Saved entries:
/---
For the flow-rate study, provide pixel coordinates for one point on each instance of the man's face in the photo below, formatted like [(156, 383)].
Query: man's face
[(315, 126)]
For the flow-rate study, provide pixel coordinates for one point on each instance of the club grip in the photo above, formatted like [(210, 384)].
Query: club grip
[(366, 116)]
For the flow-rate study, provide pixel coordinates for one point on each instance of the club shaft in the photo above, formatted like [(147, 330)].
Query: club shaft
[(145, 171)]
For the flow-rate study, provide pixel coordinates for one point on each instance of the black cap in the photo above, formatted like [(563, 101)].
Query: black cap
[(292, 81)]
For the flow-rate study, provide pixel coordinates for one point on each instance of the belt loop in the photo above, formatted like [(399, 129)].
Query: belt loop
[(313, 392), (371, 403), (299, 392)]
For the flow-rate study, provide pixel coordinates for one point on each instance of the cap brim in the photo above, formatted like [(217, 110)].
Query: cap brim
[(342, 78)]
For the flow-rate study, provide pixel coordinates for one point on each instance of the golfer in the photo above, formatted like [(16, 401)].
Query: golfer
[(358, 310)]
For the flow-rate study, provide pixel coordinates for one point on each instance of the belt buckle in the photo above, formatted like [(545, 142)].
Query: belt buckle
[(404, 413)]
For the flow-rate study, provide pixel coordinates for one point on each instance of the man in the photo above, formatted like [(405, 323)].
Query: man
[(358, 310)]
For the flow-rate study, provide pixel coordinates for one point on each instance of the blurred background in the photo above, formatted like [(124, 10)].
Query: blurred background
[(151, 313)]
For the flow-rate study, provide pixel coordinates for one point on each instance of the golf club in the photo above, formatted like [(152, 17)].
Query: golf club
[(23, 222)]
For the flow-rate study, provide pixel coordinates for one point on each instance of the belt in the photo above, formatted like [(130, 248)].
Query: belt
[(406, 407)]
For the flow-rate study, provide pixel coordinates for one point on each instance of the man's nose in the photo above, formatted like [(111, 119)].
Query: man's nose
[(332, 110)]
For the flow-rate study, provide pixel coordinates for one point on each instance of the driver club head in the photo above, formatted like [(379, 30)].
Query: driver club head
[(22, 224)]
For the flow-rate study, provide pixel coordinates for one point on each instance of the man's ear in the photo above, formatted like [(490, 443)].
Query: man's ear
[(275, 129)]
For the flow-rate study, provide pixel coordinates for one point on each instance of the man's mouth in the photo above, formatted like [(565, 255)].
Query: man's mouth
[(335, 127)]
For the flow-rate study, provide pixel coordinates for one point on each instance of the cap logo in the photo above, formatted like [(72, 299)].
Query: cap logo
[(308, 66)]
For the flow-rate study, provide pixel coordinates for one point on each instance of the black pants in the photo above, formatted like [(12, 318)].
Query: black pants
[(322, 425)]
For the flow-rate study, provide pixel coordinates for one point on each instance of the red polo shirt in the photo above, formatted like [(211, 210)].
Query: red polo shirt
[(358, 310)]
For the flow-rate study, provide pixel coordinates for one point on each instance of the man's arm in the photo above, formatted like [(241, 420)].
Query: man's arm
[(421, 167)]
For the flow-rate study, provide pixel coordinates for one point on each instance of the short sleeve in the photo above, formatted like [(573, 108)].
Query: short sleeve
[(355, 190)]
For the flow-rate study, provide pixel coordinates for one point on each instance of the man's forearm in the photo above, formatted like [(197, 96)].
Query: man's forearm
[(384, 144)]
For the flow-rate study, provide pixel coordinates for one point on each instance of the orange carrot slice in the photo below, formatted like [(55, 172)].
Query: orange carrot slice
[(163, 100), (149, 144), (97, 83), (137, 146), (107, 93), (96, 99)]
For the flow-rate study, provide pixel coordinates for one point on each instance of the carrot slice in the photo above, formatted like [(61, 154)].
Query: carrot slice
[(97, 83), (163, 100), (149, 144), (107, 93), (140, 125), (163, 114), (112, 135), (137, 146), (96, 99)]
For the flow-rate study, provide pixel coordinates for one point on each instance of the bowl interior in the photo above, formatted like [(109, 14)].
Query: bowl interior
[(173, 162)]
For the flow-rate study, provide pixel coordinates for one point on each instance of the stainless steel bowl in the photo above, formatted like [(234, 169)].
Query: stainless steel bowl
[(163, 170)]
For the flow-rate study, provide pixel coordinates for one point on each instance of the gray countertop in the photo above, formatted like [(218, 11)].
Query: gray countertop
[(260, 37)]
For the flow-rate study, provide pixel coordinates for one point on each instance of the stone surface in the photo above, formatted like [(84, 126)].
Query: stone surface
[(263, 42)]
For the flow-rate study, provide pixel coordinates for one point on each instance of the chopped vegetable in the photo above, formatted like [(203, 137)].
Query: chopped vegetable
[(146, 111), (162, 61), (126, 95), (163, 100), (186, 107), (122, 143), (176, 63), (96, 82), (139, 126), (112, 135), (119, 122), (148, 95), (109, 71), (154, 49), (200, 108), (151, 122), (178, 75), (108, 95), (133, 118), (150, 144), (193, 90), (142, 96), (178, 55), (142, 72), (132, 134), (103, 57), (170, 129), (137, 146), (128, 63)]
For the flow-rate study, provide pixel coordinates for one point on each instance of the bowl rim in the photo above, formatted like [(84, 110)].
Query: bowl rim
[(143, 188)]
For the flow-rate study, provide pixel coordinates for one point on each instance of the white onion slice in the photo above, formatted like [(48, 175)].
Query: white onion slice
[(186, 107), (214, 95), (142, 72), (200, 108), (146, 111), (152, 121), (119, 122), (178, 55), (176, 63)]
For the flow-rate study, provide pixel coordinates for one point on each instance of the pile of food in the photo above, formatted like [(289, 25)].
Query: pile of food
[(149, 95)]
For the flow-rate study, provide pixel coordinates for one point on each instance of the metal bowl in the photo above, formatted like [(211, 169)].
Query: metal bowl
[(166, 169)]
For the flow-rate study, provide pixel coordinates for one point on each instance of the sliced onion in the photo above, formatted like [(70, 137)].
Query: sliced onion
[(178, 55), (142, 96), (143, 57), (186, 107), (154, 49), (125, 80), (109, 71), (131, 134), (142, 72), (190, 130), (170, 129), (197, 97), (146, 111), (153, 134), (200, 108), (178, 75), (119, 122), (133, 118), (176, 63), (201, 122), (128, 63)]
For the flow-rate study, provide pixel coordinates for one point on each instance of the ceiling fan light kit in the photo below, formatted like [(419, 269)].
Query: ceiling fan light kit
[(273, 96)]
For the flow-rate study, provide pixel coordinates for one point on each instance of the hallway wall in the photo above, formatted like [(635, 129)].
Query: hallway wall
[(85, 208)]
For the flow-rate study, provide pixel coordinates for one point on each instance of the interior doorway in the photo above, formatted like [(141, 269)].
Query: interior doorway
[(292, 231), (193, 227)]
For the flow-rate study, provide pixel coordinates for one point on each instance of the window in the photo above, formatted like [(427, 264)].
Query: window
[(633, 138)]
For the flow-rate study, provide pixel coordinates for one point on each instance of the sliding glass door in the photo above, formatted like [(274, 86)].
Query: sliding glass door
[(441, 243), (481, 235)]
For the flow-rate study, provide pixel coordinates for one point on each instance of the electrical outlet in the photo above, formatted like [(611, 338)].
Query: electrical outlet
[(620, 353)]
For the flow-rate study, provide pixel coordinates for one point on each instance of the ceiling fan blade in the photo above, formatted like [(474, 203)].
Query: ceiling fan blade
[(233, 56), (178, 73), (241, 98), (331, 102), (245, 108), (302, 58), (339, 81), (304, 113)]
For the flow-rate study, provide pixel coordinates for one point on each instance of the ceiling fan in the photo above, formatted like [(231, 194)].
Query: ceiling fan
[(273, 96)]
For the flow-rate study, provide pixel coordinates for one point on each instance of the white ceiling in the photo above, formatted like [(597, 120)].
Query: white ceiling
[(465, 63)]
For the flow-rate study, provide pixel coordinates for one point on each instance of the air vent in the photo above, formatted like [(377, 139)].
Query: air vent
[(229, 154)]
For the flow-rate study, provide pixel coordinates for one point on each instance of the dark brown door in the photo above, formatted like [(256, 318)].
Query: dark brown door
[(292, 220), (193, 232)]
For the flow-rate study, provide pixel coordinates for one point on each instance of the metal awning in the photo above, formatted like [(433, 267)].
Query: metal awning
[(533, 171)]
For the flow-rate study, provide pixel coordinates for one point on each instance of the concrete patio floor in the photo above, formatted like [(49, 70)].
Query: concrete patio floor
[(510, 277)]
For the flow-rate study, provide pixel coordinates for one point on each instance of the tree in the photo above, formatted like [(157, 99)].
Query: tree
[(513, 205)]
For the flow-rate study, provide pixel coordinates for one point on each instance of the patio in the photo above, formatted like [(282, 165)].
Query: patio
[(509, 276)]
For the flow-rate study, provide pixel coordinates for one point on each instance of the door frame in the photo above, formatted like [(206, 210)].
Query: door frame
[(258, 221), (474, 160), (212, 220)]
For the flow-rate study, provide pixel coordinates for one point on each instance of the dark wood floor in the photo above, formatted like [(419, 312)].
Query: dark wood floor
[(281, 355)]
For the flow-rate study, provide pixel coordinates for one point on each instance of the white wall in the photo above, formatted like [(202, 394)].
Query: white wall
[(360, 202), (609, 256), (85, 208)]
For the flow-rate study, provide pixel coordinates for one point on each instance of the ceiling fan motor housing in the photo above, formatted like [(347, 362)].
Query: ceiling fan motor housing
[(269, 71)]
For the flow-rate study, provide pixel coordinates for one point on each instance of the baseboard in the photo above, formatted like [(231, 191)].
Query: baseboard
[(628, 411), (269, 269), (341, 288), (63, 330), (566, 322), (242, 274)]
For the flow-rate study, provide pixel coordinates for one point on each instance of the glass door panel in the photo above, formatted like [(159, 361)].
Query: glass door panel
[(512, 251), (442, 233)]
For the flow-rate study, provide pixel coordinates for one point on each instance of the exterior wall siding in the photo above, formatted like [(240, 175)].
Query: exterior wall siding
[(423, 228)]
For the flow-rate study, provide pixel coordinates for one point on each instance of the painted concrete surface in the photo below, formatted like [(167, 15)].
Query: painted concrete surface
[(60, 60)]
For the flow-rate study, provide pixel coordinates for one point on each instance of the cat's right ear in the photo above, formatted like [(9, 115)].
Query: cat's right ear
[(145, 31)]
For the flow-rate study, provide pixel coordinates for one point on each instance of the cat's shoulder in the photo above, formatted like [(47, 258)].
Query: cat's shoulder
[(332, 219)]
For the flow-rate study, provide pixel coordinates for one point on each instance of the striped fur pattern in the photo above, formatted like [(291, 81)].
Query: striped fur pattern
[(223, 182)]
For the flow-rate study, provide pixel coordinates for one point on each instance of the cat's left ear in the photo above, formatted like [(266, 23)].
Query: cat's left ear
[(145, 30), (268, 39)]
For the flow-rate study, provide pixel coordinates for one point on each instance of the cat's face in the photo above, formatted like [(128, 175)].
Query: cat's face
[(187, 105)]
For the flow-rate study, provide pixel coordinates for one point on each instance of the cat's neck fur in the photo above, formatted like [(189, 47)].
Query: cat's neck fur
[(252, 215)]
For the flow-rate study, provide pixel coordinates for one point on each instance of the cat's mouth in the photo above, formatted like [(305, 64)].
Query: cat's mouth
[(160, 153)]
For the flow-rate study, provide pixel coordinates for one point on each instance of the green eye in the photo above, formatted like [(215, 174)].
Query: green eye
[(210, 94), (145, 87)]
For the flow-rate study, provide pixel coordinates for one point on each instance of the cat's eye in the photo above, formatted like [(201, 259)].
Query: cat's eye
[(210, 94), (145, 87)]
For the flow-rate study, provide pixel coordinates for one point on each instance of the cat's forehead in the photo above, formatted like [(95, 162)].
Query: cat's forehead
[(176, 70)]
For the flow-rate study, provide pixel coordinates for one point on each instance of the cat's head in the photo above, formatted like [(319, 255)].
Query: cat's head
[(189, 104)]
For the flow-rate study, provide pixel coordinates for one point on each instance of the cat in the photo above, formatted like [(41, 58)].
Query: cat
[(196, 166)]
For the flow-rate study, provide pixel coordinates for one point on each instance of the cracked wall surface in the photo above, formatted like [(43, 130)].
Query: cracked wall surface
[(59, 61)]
\---
**Work instructions**.
The stretch of entries above that starts with the line containing "like [(197, 96)]." and goes on through the line containing "like [(234, 169)]." is to be transcribed exactly, and no other line is to be transcribed.

**Answer below**.
For the flow-rate study, provide pixel coordinates for one point on each instance of the man's forearm in the photo above, formatted like [(197, 96)].
Query: man's forearm
[(384, 144)]
For the flow-rate study, provide pixel coordinates for one point on each instance of the orange carrot slice in the photo below, formatted like [(55, 172)].
Query: orange carrot slice
[(163, 100), (149, 144), (97, 83), (137, 146), (107, 93), (96, 99)]
For the flow-rate study, provide pixel coordinates for one point on each instance of the carrot slice in the photo above, formatted like [(61, 154)].
Query: carrot slice
[(97, 83), (163, 100), (149, 144), (107, 93), (140, 125), (163, 114), (112, 135), (137, 146), (96, 99)]
For the flow-rate study, provide pixel coordinates for one point on each instance of the bowl interior in the photo above, formatted like [(109, 14)].
Query: bowl interior
[(173, 162)]
For the flow-rate study, provide pixel coordinates for one point on each instance of the stainless steel bowl in the photo above, formatted like [(234, 169)].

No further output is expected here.